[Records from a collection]
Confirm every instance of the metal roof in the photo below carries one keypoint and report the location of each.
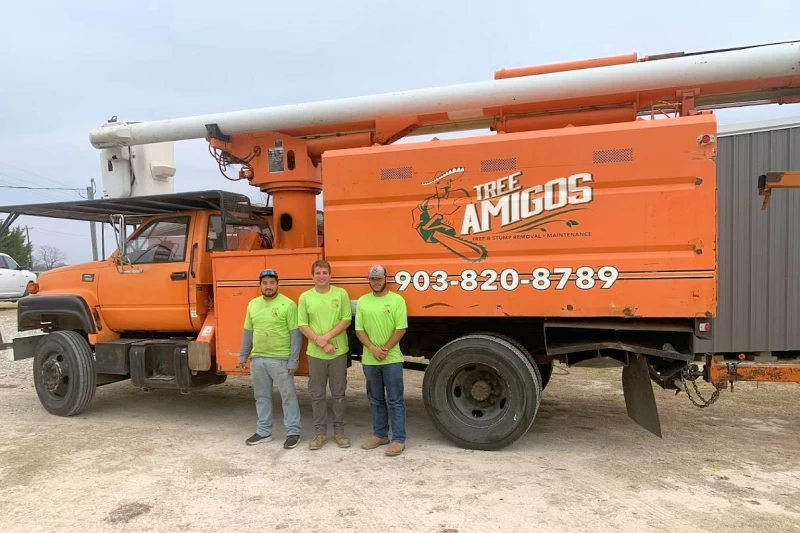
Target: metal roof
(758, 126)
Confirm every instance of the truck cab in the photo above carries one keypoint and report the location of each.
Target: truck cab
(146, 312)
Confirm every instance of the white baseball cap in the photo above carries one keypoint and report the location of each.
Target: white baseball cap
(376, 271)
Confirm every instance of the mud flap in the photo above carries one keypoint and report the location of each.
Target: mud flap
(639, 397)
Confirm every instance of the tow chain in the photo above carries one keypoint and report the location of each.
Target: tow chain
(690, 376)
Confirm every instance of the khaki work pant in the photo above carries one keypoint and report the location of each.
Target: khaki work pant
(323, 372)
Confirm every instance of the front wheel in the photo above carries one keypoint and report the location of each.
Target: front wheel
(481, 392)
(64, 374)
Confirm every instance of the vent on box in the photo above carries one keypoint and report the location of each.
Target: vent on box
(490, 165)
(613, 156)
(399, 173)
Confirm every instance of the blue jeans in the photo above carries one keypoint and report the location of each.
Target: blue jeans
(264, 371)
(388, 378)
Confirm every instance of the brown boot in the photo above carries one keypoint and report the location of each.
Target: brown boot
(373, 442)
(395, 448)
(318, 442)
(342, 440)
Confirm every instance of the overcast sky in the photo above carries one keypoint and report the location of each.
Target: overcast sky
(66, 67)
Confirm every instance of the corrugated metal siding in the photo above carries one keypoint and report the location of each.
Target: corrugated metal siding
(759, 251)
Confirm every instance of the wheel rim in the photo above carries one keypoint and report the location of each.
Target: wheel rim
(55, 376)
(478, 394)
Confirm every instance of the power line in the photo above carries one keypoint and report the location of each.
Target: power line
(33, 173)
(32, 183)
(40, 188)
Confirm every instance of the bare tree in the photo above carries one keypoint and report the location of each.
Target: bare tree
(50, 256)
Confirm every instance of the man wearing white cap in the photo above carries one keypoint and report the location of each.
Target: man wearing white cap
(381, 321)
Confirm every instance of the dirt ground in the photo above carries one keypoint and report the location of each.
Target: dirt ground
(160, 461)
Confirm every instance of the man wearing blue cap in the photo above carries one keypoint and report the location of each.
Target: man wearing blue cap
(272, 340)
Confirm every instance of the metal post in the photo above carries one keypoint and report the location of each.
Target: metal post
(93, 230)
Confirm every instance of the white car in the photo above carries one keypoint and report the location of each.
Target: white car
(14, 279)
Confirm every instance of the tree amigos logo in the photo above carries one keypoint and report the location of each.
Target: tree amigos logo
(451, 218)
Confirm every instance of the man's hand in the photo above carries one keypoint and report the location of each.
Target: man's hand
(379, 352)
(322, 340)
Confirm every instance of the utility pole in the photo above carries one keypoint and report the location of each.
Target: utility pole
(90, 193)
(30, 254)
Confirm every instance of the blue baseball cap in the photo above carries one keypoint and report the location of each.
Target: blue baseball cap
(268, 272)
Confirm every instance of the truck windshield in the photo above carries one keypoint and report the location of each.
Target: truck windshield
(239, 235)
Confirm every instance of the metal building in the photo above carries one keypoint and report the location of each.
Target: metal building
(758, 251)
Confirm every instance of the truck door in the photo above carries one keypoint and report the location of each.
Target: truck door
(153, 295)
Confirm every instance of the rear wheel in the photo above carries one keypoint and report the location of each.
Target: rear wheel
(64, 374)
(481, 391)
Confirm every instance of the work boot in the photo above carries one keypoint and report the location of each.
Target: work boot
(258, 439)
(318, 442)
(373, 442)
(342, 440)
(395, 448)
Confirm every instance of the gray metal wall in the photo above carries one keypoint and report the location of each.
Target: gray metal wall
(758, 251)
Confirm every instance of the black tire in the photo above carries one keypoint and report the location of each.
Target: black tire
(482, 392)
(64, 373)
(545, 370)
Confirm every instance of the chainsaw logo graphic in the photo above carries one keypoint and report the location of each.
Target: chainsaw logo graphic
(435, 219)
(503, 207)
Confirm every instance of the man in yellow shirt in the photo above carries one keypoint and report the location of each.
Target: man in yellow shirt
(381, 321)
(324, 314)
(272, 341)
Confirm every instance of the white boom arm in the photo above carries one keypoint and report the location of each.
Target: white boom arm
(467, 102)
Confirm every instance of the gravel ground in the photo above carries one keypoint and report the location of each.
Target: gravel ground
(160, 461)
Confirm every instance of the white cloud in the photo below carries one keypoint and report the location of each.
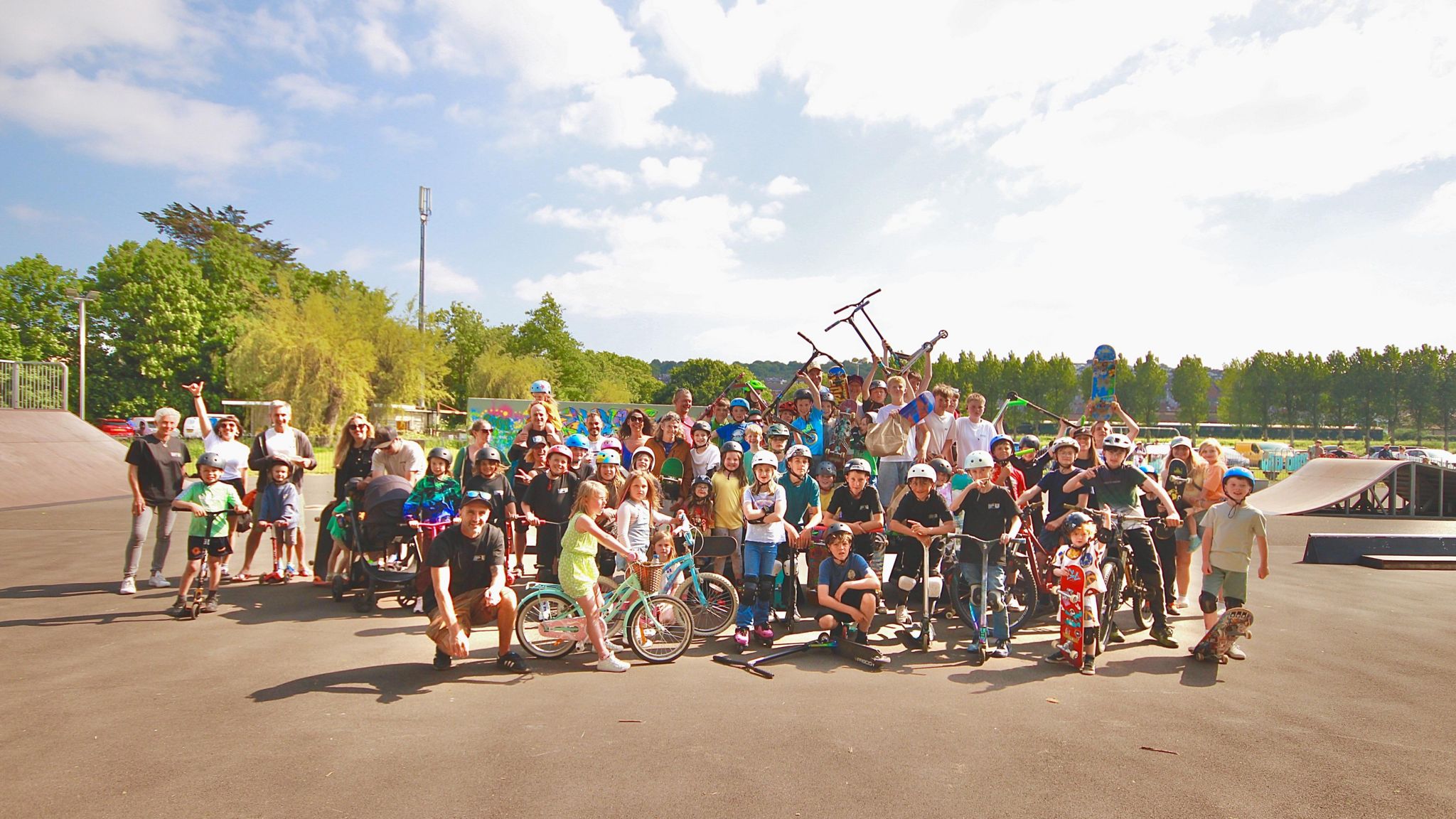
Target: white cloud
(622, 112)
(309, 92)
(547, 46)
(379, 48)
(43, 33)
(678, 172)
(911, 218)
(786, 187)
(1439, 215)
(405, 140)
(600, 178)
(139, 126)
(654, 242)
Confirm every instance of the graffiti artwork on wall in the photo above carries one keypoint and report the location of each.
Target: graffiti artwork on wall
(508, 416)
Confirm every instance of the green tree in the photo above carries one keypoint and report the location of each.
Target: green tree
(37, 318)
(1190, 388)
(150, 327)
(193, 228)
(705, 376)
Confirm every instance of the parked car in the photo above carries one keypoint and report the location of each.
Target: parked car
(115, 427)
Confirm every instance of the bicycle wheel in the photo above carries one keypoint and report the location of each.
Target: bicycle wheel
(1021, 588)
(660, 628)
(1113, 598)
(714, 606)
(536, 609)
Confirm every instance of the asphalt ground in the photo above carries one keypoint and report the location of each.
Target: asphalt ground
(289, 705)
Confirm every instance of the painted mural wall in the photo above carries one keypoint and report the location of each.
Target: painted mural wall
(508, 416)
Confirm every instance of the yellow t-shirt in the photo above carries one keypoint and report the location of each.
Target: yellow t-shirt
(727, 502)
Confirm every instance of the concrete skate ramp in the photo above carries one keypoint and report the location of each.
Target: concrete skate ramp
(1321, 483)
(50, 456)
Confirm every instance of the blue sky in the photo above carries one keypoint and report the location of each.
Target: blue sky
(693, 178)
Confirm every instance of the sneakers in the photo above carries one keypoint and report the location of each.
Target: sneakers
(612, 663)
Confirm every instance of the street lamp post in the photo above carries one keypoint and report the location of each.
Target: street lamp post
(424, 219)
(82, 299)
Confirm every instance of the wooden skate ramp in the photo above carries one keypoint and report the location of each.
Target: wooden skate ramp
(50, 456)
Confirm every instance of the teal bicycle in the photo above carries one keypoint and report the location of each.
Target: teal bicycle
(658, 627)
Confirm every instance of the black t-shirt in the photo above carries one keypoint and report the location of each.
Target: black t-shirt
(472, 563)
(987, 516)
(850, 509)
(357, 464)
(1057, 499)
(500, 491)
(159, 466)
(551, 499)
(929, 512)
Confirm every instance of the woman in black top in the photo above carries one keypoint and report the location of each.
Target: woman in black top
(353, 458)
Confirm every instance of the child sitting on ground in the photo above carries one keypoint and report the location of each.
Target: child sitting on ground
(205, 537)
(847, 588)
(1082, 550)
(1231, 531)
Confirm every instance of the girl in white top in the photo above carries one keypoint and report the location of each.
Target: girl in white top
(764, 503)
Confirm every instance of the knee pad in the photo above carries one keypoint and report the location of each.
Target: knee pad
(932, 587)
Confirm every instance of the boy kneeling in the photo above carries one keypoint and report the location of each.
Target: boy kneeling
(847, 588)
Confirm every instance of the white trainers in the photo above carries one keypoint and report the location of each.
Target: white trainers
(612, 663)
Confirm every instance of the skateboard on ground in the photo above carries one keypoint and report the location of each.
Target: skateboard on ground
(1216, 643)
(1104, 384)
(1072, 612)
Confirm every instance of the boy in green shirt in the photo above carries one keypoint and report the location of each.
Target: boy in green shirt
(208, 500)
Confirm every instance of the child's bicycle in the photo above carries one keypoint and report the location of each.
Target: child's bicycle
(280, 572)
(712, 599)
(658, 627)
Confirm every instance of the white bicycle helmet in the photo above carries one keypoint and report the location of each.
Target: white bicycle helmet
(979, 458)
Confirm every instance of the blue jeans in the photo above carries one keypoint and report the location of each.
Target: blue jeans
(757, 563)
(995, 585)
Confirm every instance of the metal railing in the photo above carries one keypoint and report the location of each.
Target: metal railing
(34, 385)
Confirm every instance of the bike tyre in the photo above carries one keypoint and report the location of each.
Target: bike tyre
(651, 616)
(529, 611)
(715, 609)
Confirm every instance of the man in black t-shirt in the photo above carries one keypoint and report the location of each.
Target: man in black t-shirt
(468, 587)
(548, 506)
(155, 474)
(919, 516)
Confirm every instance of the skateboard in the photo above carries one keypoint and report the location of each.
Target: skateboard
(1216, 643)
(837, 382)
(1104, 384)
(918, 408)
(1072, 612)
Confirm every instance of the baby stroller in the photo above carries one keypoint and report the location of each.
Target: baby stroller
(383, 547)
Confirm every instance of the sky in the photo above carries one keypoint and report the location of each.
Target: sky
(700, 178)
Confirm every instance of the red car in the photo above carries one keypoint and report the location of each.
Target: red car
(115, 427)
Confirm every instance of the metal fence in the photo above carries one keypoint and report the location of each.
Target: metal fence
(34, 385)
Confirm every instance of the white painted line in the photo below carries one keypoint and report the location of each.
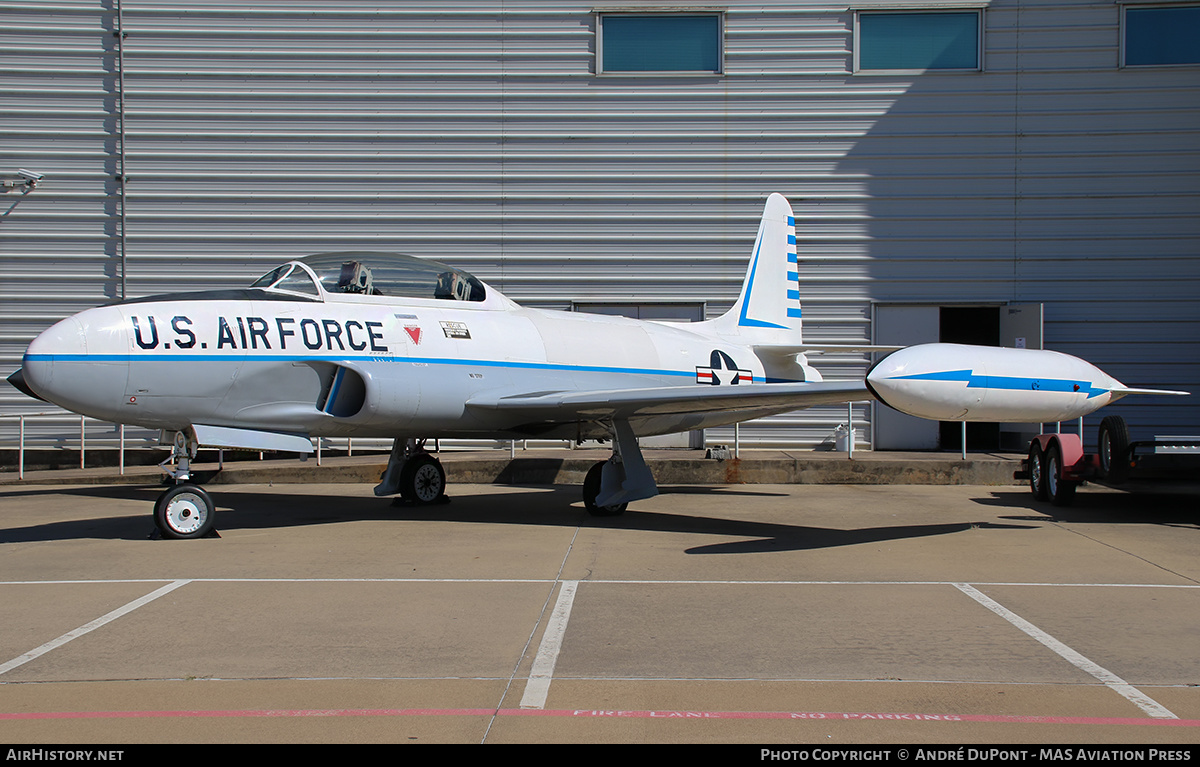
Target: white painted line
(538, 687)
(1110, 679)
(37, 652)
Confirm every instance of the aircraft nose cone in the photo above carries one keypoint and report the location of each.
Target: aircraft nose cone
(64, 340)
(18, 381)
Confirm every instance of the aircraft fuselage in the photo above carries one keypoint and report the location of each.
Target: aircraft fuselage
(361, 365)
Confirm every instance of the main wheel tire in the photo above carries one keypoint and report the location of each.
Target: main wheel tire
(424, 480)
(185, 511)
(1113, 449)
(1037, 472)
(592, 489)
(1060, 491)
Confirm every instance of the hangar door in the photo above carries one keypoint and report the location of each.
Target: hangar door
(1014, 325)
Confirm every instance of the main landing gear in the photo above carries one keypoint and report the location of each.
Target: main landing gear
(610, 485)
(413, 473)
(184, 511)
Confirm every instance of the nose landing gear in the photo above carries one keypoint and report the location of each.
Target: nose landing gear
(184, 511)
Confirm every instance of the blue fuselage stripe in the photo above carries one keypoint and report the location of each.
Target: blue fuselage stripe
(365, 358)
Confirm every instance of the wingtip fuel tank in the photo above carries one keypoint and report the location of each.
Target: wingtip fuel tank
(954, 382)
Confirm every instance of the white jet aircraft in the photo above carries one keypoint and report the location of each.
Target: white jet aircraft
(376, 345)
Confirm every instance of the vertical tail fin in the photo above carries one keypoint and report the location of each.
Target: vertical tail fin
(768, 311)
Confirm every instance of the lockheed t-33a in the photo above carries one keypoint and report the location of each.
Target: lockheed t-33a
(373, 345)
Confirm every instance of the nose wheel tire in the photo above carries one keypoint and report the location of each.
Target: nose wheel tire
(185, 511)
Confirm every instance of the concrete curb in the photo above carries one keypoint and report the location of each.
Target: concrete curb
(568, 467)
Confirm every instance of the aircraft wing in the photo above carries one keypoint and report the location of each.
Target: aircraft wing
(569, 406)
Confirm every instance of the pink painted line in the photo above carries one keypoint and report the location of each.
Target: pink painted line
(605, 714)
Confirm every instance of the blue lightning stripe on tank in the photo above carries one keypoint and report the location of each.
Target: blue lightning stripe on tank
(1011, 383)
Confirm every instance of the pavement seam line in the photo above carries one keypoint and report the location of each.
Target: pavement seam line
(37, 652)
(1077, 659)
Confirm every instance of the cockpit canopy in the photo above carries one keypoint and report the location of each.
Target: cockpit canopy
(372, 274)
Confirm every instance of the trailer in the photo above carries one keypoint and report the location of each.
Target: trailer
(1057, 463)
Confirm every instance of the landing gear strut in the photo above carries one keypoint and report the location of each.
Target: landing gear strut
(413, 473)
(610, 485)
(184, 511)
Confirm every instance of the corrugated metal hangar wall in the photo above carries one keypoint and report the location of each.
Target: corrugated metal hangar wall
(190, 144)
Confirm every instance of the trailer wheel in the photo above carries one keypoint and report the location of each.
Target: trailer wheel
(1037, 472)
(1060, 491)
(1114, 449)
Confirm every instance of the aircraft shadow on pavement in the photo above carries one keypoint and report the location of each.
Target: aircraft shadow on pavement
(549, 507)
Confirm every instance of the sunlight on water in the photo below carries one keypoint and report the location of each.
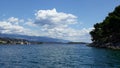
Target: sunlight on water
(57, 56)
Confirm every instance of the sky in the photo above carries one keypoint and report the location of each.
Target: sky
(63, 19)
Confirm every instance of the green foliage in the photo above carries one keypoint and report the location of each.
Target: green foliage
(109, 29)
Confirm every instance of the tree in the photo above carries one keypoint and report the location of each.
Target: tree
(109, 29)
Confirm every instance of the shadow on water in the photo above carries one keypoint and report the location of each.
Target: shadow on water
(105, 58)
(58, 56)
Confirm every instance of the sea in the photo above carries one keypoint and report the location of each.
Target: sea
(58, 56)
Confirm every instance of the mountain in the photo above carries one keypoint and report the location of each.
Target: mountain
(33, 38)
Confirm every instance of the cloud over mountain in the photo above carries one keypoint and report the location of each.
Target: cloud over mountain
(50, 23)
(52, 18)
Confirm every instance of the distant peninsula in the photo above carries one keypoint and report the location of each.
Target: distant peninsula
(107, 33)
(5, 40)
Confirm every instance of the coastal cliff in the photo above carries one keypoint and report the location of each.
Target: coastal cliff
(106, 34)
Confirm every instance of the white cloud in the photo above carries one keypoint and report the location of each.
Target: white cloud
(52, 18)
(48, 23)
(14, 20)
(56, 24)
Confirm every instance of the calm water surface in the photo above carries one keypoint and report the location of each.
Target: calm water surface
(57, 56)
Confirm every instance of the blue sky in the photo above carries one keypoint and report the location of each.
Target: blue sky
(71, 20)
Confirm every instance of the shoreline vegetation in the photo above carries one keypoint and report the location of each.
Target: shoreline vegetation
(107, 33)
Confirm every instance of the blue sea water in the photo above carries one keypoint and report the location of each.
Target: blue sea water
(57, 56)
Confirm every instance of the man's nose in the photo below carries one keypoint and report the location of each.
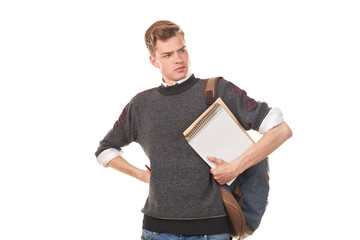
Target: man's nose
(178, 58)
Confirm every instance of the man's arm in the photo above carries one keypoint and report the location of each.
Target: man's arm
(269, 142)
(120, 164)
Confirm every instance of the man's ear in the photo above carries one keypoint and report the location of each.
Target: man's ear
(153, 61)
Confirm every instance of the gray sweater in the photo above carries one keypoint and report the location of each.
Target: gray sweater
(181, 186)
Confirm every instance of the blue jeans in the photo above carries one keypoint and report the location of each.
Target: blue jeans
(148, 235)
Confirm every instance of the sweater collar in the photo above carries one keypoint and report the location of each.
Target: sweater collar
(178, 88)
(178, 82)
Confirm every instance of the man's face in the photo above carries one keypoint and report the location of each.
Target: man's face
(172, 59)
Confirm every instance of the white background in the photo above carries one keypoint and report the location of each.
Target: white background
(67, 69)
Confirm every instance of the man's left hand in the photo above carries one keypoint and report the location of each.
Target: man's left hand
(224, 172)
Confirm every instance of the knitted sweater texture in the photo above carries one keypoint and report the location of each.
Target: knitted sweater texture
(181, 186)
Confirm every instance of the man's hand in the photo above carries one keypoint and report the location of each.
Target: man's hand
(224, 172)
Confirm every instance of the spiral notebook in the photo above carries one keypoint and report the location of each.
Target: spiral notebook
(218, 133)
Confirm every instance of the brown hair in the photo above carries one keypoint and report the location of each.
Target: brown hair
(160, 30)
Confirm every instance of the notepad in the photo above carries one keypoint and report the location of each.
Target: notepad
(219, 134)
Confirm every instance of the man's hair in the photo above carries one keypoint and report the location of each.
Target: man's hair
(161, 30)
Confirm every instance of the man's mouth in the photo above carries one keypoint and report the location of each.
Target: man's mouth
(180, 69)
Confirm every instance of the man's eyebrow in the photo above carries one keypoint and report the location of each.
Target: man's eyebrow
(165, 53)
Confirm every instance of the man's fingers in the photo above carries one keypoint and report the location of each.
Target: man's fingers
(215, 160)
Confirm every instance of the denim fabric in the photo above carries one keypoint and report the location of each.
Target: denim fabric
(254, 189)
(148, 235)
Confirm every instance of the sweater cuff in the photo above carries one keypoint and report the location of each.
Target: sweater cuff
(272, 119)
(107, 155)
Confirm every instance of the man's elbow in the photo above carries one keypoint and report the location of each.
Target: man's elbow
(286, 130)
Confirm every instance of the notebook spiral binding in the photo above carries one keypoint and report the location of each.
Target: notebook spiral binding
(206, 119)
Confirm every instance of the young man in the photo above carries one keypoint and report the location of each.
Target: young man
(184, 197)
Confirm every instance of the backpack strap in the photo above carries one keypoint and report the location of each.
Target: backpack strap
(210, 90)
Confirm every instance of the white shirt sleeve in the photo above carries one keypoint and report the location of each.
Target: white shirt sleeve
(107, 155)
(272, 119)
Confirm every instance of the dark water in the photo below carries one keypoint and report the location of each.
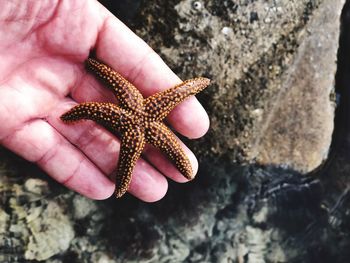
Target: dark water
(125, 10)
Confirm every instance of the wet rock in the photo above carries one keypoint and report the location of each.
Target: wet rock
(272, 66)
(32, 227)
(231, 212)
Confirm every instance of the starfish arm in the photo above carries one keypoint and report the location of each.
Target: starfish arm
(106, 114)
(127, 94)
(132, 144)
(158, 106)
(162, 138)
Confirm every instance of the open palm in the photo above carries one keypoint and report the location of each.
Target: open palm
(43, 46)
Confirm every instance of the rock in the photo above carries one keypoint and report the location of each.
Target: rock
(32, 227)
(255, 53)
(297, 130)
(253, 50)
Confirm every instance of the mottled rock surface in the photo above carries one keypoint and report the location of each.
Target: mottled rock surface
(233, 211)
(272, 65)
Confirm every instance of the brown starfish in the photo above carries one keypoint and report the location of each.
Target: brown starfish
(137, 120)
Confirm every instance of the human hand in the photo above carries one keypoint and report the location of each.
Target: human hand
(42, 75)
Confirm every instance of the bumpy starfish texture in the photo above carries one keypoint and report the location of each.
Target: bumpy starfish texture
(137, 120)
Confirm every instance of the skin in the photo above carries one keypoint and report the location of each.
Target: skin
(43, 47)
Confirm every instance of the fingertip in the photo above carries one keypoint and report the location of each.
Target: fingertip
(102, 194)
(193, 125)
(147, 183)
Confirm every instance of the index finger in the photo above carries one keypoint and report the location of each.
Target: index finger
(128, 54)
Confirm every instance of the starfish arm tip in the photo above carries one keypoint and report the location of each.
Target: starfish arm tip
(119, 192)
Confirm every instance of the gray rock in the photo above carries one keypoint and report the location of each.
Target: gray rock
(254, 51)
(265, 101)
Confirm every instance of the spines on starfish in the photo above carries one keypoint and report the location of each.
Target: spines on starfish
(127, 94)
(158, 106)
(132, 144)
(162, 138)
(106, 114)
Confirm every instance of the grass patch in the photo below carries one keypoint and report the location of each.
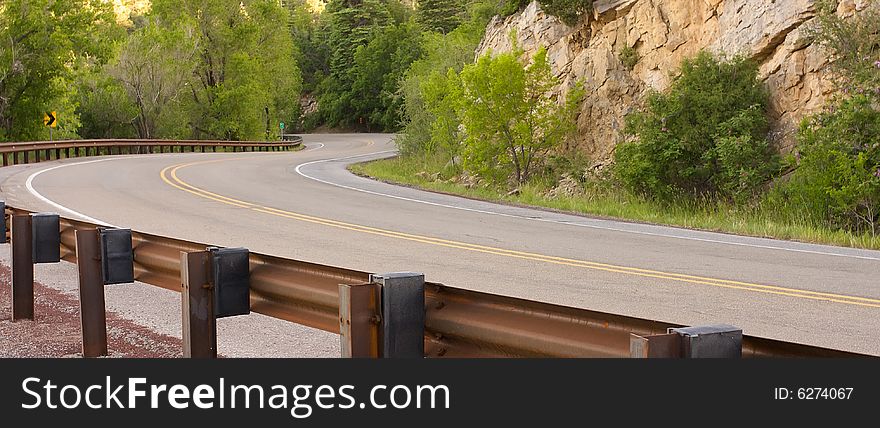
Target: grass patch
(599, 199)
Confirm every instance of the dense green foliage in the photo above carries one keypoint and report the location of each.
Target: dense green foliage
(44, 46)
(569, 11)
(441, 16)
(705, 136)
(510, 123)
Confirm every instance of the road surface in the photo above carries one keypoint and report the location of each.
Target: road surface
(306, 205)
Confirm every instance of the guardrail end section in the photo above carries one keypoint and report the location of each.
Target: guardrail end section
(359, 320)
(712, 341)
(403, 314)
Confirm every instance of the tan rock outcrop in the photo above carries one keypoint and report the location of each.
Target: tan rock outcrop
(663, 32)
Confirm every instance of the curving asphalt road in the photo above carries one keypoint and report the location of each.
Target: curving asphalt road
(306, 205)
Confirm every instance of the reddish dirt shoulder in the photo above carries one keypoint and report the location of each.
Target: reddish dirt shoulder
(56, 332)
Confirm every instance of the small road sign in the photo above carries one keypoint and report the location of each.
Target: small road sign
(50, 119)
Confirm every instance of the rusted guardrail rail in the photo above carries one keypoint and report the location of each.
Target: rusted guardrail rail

GIVEN EXERCISE: Swap "landing gear strut" for "landing gear leg" in the entries from the line with "Confirm every instance of the trailer in" up to and including the line with "(1114, 449)". Reproduce those lines with nothing else changed.

WRITTEN SOLUTION:
Confirm every instance of the trailer in the photo above carries one keypoint and report the location of each.
Target: trailer
(1057, 463)
Confirm every instance of the landing gear leg in the photo above carries one keypoint and report the location of each.
Target: landing gear leg
(413, 473)
(610, 485)
(184, 511)
Confirm every instance of the corrugated metal hangar wall in the photo above carries one keypoint and report the location of each.
Target: corrugated metal hangar wall
(190, 144)
Confirm every instance of the trailer wheel in the photo above carries one keypoint and report the location of each.
Target: trailer wheel
(1037, 472)
(1060, 491)
(1114, 449)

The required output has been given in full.